Prompt: Please tally how many lines in the rows below contain the string "water". Reply with that number alone.

## Begin Information supplied

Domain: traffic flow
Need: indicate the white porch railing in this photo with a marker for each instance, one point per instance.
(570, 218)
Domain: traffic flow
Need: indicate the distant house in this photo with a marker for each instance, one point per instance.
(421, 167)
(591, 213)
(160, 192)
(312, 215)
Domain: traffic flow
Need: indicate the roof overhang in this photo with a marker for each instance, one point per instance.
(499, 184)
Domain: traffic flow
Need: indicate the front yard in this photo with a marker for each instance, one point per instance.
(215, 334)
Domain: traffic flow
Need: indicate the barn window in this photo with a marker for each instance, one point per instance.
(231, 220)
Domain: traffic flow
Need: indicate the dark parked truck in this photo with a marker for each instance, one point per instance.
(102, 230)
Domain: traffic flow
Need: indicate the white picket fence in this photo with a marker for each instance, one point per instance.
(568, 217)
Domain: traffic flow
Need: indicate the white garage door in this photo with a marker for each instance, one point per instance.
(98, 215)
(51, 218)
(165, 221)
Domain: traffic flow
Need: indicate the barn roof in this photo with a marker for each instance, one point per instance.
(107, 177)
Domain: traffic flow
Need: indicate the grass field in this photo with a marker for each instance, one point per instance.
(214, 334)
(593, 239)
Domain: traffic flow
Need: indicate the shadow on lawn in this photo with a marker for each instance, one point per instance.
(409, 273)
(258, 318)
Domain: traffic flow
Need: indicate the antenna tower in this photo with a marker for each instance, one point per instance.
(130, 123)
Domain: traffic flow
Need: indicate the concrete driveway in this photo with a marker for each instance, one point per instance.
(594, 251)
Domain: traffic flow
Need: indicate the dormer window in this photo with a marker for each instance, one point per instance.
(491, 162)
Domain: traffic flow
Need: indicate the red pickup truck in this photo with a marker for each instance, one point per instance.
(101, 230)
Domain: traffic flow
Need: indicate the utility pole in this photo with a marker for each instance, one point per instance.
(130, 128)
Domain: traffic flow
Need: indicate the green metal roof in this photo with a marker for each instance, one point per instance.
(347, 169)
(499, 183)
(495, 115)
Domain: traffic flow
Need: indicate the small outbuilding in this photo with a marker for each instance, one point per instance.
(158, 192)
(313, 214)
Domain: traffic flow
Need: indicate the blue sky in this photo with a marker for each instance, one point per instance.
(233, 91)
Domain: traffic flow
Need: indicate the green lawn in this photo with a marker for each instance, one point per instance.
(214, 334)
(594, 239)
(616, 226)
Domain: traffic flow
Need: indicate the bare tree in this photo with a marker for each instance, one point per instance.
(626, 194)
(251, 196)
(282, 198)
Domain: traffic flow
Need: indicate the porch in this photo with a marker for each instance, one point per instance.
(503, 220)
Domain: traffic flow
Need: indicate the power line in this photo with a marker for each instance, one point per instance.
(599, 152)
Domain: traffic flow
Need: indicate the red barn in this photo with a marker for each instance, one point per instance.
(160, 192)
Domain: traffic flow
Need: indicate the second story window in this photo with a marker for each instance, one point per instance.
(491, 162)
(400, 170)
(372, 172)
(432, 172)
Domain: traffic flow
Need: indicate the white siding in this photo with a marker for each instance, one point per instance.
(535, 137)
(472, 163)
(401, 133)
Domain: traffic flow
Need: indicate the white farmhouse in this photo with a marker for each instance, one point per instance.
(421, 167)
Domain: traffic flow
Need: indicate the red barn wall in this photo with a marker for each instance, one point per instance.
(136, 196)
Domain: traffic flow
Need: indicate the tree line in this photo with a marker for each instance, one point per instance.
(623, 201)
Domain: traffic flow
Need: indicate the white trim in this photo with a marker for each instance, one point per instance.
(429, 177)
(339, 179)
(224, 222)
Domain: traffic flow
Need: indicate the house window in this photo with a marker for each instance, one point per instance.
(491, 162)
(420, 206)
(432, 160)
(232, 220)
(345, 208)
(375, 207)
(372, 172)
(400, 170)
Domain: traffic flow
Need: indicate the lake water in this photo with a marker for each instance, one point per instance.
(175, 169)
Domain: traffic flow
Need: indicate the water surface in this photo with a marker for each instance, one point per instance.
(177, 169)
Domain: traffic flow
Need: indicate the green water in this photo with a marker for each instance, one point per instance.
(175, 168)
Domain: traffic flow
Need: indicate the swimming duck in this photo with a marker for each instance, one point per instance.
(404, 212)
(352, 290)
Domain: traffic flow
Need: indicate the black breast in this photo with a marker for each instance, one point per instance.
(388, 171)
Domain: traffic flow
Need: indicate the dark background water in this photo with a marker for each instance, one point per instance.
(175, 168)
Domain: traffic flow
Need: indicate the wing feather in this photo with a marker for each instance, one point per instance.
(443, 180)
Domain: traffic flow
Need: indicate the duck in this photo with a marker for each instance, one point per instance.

## End Information supplied

Answer to this exercise: 4